▶ **WHAT IS EXPECTED**
In the response, the entries must appear exactly as supplied.

───── EXTRACTED MATERIAL

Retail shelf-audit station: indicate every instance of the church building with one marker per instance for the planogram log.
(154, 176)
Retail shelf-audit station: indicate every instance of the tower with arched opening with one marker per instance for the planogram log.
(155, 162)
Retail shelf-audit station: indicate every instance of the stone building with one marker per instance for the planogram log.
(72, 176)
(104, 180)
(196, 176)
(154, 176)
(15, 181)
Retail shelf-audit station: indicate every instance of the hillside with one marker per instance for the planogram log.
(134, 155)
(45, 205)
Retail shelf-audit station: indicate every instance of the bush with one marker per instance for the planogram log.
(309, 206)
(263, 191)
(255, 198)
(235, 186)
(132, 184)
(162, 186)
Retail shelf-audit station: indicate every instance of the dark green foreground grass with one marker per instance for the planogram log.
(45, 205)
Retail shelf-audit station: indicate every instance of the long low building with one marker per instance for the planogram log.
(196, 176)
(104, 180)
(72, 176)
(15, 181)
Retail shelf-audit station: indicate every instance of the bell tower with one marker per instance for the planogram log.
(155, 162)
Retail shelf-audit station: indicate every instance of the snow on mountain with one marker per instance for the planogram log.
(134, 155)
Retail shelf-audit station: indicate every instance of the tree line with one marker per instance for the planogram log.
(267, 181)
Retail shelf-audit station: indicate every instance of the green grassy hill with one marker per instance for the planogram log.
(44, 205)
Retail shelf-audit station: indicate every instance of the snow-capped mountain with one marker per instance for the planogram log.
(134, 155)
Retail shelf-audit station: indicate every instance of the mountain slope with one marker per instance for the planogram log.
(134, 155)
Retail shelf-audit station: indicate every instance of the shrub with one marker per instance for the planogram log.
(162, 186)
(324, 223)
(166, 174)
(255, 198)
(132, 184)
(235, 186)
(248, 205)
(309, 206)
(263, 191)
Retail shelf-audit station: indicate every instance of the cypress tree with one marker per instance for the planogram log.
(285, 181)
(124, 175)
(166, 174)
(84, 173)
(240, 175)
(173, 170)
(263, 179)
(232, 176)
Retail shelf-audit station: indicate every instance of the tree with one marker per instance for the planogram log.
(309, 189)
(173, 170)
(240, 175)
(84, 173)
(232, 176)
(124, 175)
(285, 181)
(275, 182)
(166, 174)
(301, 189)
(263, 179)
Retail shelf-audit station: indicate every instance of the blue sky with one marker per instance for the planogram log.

──────────

▶ **OUTPUT**
Retail shelf-audit station: indicate every instance of the church building with one marker per instance for the planogram log.
(154, 176)
Retail shelf-audit station: indicate every instance of the tower with arched opening with one marker per instance for the planogram log.
(155, 162)
Retail shelf-audit station: indicate every instance of the stone building with one marker per instance for the planogram log.
(72, 176)
(104, 180)
(196, 176)
(154, 176)
(15, 181)
Retail shelf-audit station: indicate every instance of the hillside with one marker per instance for the planogram log.
(134, 155)
(45, 205)
Retail shelf-audit station: indicate every instance of the bush with one marker per instance for the planogram log.
(309, 206)
(263, 191)
(255, 198)
(235, 186)
(132, 184)
(162, 186)
Retail shelf-audit station: indicate every instance of the dark green foreground grass with one marker per instance for the planogram log.
(45, 205)
Retail shelf-audit station: indicate every instance of the long low building with one marker per instance for the planogram log.
(196, 176)
(104, 180)
(72, 176)
(15, 181)
Retail shelf-audit station: indicate every instance of the bell tower with one marker per instance for the planogram log.
(155, 162)
Retail shelf-audit station: indicate every instance of the snow on mountain with one marker per instance for the planogram log.
(134, 155)
Retail shelf-audit station: indicate every instance of the tree line with one marker per instance for the planogram log.
(267, 181)
Retail shelf-audit station: indicate every instance of the green grassy hill with one marker per instance for the planogram log.
(44, 205)
Retail shelf-audit station: indicate every instance of the snow-capped mountain with one marker per instance for the planogram log.
(134, 155)
Retail shelf-audit station: indicate every instance of the mountain slope with one marker per instance for the planogram log.
(134, 155)
Retail shelf-audit station: indicate every instance of the shrub with one marker per instance for the planogram log.
(162, 186)
(324, 223)
(166, 174)
(255, 198)
(132, 184)
(235, 186)
(248, 205)
(309, 206)
(263, 191)
Retail shelf-audit station: indicate every instance of the cypress tree with one marker per instance for the planogram log.
(285, 181)
(124, 175)
(166, 174)
(84, 173)
(240, 175)
(173, 170)
(263, 179)
(232, 176)
Retail shelf-audit station: indicate every instance of the tree with one marker per instance for the planogram log.
(309, 189)
(173, 170)
(240, 175)
(84, 173)
(232, 176)
(124, 175)
(285, 181)
(275, 182)
(166, 174)
(301, 189)
(263, 179)
Retail shelf-audit station: indicate every instance of the blue sky with one marker per instance for the planogram log.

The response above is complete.